● **TASK BRIEF**: When you retype the entries, keep each one exact and leave out the pictures.

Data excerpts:
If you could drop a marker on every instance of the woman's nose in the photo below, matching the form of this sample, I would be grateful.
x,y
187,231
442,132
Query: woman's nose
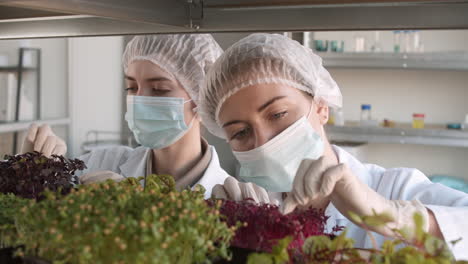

● **RESPONSE TO THE EXERCISE**:
If you could drop a marker on every instance of the woman's nose in the photo below, matching the form of this sample, I would be grateful.
x,y
187,231
442,132
Query: woman's nose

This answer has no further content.